Exercise description:
In the text below about Jeep fender flares, which brand does the writer recommend for seeing the best fit?

=== Extract to read ===

That does not impress me. When I look at the fit of the fender on the left I would not have even tightened the bolts before taking it off and sending that piece of shit back. When I look at the Metalcloak fender I think I might have taken that off and sent it back as well. You can clearly see how the line between the grill and Jeep fender is not consistant because the Metalcloak fender flare is twisting it. You can also see how close the fender and hood are to touching, if they aren’t already.
As a comparison take a look back at Poison Spyder’s fit:
It’s not perfect but it’s close.
The fit of the Poison Spyder flare looks much better, but it’s still not perfect either. If you go to Poison Spyder’s website and look closely at the pictures in their slide shows you can often see fit that is worse than the picture above. I think the photo above is an example of the best possible fit they could come up with. I wonder how typical that fit is, is it the best they’ve ever seen or is it average? If you want to see the best check out the Nemesis Industries fender flares.

=== Information provided ===

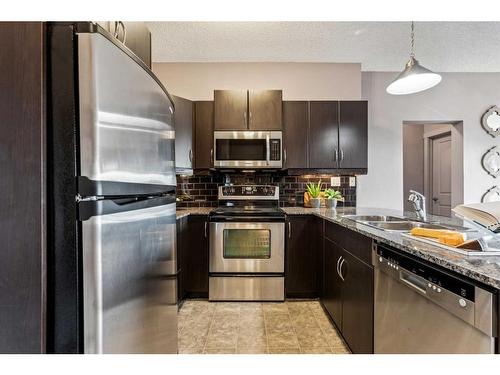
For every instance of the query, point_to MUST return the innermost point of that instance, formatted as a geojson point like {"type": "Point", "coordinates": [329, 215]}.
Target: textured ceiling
{"type": "Point", "coordinates": [378, 46]}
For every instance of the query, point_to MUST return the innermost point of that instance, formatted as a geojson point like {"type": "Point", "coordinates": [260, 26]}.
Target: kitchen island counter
{"type": "Point", "coordinates": [485, 269]}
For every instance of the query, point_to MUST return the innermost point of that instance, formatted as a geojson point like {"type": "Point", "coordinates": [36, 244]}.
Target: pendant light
{"type": "Point", "coordinates": [414, 78]}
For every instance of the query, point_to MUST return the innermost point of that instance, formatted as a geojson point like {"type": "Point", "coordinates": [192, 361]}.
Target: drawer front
{"type": "Point", "coordinates": [351, 241]}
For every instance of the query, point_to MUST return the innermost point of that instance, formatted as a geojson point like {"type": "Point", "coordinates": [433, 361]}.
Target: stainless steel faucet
{"type": "Point", "coordinates": [418, 201]}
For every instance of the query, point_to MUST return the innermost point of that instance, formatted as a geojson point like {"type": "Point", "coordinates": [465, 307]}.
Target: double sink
{"type": "Point", "coordinates": [400, 224]}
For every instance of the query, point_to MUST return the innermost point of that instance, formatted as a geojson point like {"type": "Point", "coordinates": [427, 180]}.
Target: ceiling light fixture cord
{"type": "Point", "coordinates": [412, 38]}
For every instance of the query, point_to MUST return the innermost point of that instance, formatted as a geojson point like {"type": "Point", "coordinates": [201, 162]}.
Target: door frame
{"type": "Point", "coordinates": [455, 128]}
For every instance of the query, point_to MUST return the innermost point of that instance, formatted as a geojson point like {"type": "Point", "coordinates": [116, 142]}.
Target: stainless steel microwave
{"type": "Point", "coordinates": [248, 149]}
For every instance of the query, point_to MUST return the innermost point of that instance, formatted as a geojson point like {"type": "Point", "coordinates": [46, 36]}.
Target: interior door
{"type": "Point", "coordinates": [230, 109]}
{"type": "Point", "coordinates": [265, 109]}
{"type": "Point", "coordinates": [441, 175]}
{"type": "Point", "coordinates": [353, 134]}
{"type": "Point", "coordinates": [332, 287]}
{"type": "Point", "coordinates": [129, 277]}
{"type": "Point", "coordinates": [323, 134]}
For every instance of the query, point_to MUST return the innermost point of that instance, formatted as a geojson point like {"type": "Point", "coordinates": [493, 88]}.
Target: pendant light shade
{"type": "Point", "coordinates": [414, 78]}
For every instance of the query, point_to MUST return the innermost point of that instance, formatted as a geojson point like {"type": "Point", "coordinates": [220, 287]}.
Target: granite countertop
{"type": "Point", "coordinates": [186, 211]}
{"type": "Point", "coordinates": [485, 269]}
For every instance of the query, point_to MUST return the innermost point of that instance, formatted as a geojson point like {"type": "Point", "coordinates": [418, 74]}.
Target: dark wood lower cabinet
{"type": "Point", "coordinates": [194, 267]}
{"type": "Point", "coordinates": [357, 304]}
{"type": "Point", "coordinates": [332, 287]}
{"type": "Point", "coordinates": [348, 285]}
{"type": "Point", "coordinates": [303, 249]}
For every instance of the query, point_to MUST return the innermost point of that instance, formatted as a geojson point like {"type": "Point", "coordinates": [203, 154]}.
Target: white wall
{"type": "Point", "coordinates": [459, 97]}
{"type": "Point", "coordinates": [299, 81]}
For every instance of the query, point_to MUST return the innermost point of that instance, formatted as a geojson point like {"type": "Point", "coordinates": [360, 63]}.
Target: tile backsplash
{"type": "Point", "coordinates": [202, 189]}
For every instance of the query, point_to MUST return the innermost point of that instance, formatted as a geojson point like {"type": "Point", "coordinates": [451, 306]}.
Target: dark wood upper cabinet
{"type": "Point", "coordinates": [295, 134]}
{"type": "Point", "coordinates": [265, 109]}
{"type": "Point", "coordinates": [183, 133]}
{"type": "Point", "coordinates": [323, 134]}
{"type": "Point", "coordinates": [230, 110]}
{"type": "Point", "coordinates": [301, 257]}
{"type": "Point", "coordinates": [204, 134]}
{"type": "Point", "coordinates": [353, 134]}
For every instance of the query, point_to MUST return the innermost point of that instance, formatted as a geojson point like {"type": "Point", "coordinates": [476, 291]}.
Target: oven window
{"type": "Point", "coordinates": [247, 243]}
{"type": "Point", "coordinates": [240, 149]}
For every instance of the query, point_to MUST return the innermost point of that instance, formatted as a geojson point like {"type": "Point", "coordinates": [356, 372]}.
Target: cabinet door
{"type": "Point", "coordinates": [183, 133]}
{"type": "Point", "coordinates": [265, 109]}
{"type": "Point", "coordinates": [301, 257]}
{"type": "Point", "coordinates": [323, 134]}
{"type": "Point", "coordinates": [295, 126]}
{"type": "Point", "coordinates": [230, 110]}
{"type": "Point", "coordinates": [332, 287]}
{"type": "Point", "coordinates": [357, 295]}
{"type": "Point", "coordinates": [196, 257]}
{"type": "Point", "coordinates": [204, 134]}
{"type": "Point", "coordinates": [353, 134]}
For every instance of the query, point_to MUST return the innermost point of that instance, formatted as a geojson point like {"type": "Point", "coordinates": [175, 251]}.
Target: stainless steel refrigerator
{"type": "Point", "coordinates": [112, 269]}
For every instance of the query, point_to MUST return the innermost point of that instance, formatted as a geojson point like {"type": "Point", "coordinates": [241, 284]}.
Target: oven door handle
{"type": "Point", "coordinates": [268, 150]}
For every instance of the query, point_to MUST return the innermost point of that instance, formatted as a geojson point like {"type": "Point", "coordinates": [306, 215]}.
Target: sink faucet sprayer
{"type": "Point", "coordinates": [418, 202]}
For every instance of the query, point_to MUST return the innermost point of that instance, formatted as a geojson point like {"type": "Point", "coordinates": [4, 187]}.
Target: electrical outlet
{"type": "Point", "coordinates": [335, 181]}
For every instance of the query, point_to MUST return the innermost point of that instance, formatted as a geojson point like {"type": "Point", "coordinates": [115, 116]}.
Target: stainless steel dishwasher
{"type": "Point", "coordinates": [422, 309]}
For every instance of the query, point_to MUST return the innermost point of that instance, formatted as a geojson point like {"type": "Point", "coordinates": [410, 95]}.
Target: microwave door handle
{"type": "Point", "coordinates": [268, 150]}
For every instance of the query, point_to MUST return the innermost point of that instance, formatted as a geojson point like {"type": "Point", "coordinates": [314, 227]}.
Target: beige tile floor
{"type": "Point", "coordinates": [291, 327]}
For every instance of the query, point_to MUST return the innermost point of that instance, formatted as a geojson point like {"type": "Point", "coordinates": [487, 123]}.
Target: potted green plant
{"type": "Point", "coordinates": [314, 191]}
{"type": "Point", "coordinates": [332, 196]}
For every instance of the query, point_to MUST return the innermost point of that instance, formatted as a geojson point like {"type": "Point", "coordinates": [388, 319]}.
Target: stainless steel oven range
{"type": "Point", "coordinates": [247, 251]}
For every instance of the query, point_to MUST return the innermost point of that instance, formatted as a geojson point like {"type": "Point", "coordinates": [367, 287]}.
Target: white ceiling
{"type": "Point", "coordinates": [378, 46]}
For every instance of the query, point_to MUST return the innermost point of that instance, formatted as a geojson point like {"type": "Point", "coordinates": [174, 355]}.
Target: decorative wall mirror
{"type": "Point", "coordinates": [492, 195]}
{"type": "Point", "coordinates": [491, 161]}
{"type": "Point", "coordinates": [491, 121]}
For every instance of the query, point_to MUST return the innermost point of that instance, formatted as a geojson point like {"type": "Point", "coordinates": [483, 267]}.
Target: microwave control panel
{"type": "Point", "coordinates": [275, 149]}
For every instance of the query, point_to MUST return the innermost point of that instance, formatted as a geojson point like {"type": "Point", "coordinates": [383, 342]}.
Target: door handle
{"type": "Point", "coordinates": [338, 262]}
{"type": "Point", "coordinates": [340, 269]}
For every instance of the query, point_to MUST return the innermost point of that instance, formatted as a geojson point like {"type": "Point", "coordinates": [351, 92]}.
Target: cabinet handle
{"type": "Point", "coordinates": [122, 25]}
{"type": "Point", "coordinates": [338, 262]}
{"type": "Point", "coordinates": [340, 269]}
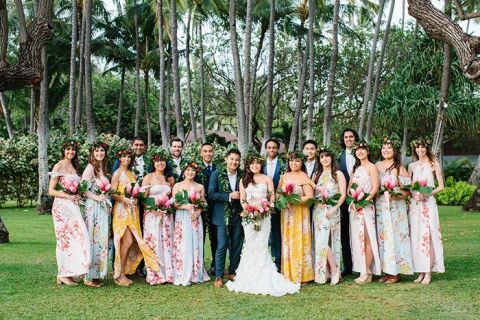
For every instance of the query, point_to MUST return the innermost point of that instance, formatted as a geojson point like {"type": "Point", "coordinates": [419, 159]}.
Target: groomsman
{"type": "Point", "coordinates": [223, 191]}
{"type": "Point", "coordinates": [346, 163]}
{"type": "Point", "coordinates": [207, 153]}
{"type": "Point", "coordinates": [274, 168]}
{"type": "Point", "coordinates": [310, 151]}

===

Answer for the task:
Nemesis Industries fender flares.